* WHAT YOU WILL DO: Leave out the pictures and transcribe everything else exactly.

⁂

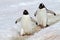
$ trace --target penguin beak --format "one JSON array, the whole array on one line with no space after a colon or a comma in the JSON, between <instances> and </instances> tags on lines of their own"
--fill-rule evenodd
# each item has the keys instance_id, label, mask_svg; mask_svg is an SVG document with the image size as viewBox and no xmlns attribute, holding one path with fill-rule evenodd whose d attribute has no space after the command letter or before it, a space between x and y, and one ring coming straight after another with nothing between
<instances>
[{"instance_id":1,"label":"penguin beak","mask_svg":"<svg viewBox=\"0 0 60 40\"><path fill-rule=\"evenodd\" d=\"M54 13L54 16L56 16L56 14Z\"/></svg>"},{"instance_id":2,"label":"penguin beak","mask_svg":"<svg viewBox=\"0 0 60 40\"><path fill-rule=\"evenodd\" d=\"M17 21L15 21L15 24L17 24Z\"/></svg>"}]
</instances>

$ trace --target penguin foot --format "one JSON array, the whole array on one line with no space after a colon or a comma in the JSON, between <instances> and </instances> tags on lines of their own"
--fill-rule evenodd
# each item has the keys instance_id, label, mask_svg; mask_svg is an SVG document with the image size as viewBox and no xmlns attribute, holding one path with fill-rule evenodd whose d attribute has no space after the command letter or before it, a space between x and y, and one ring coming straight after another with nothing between
<instances>
[{"instance_id":1,"label":"penguin foot","mask_svg":"<svg viewBox=\"0 0 60 40\"><path fill-rule=\"evenodd\" d=\"M38 25L38 26L40 26L41 28L44 28L44 26L43 26L43 25Z\"/></svg>"},{"instance_id":2,"label":"penguin foot","mask_svg":"<svg viewBox=\"0 0 60 40\"><path fill-rule=\"evenodd\" d=\"M38 25L38 23L36 22L36 25Z\"/></svg>"},{"instance_id":3,"label":"penguin foot","mask_svg":"<svg viewBox=\"0 0 60 40\"><path fill-rule=\"evenodd\" d=\"M54 16L56 16L56 14L54 13Z\"/></svg>"},{"instance_id":4,"label":"penguin foot","mask_svg":"<svg viewBox=\"0 0 60 40\"><path fill-rule=\"evenodd\" d=\"M46 25L46 27L48 27L49 25Z\"/></svg>"},{"instance_id":5,"label":"penguin foot","mask_svg":"<svg viewBox=\"0 0 60 40\"><path fill-rule=\"evenodd\" d=\"M17 21L15 21L15 24L17 24Z\"/></svg>"},{"instance_id":6,"label":"penguin foot","mask_svg":"<svg viewBox=\"0 0 60 40\"><path fill-rule=\"evenodd\" d=\"M32 34L25 33L22 36L31 36Z\"/></svg>"}]
</instances>

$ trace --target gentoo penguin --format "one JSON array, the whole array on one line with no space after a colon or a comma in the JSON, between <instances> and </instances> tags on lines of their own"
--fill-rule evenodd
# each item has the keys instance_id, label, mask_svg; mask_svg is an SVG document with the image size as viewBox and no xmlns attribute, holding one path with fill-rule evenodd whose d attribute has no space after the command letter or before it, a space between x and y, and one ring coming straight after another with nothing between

⁂

* TASK RESPONSE:
$ trace --target penguin beak --format "one JSON array, the whole array on one line with no space after a colon or a comma in the JSON, between <instances> and </instances> tags on lines of their own"
--fill-rule evenodd
# each item has the keys instance_id, label, mask_svg; mask_svg is an SVG document with the image size as viewBox and no xmlns attribute, holding one path with fill-rule evenodd whose d attribute has no space after the command letter or before it, a space between x and y, and one ring coming straight after another with nothing between
<instances>
[{"instance_id":1,"label":"penguin beak","mask_svg":"<svg viewBox=\"0 0 60 40\"><path fill-rule=\"evenodd\" d=\"M54 13L54 16L56 16L56 14Z\"/></svg>"},{"instance_id":2,"label":"penguin beak","mask_svg":"<svg viewBox=\"0 0 60 40\"><path fill-rule=\"evenodd\" d=\"M17 21L15 21L15 24L17 24Z\"/></svg>"}]
</instances>

$ trace --target penguin foot --format "one JSON array, the whole array on one line with no space after a colon or a comma in the JSON, between <instances> and </instances> tags on lines of their own"
--fill-rule evenodd
# each item has the keys instance_id, label, mask_svg; mask_svg is an SVG document with the image size as viewBox and no xmlns attribute, holding one path with fill-rule evenodd whose d attribute has no space after the command letter or before it, a space between x and y, and one ring coming straight after another with nothing between
<instances>
[{"instance_id":1,"label":"penguin foot","mask_svg":"<svg viewBox=\"0 0 60 40\"><path fill-rule=\"evenodd\" d=\"M38 25L38 26L40 26L41 28L44 28L44 26L43 26L43 25Z\"/></svg>"},{"instance_id":2,"label":"penguin foot","mask_svg":"<svg viewBox=\"0 0 60 40\"><path fill-rule=\"evenodd\" d=\"M38 25L38 23L36 22L36 25Z\"/></svg>"},{"instance_id":3,"label":"penguin foot","mask_svg":"<svg viewBox=\"0 0 60 40\"><path fill-rule=\"evenodd\" d=\"M54 16L56 16L56 14L54 13Z\"/></svg>"},{"instance_id":4,"label":"penguin foot","mask_svg":"<svg viewBox=\"0 0 60 40\"><path fill-rule=\"evenodd\" d=\"M46 25L46 27L48 27L49 25Z\"/></svg>"},{"instance_id":5,"label":"penguin foot","mask_svg":"<svg viewBox=\"0 0 60 40\"><path fill-rule=\"evenodd\" d=\"M17 21L15 21L15 24L17 24Z\"/></svg>"},{"instance_id":6,"label":"penguin foot","mask_svg":"<svg viewBox=\"0 0 60 40\"><path fill-rule=\"evenodd\" d=\"M32 34L25 33L22 36L31 36Z\"/></svg>"}]
</instances>

$ trace --target gentoo penguin --format "one JSON array, the whole array on one line with no space after a colon or a comma in the JSON, between <instances> and </instances> tags on lines of their own"
--fill-rule evenodd
# each item has the keys instance_id, label, mask_svg; mask_svg is an SVG document with the image size as viewBox and no xmlns attribute, holding one path with fill-rule evenodd whose d attribute has no space after the command letter or before it, a space between x and y, and one ring coming straight after another with nothing between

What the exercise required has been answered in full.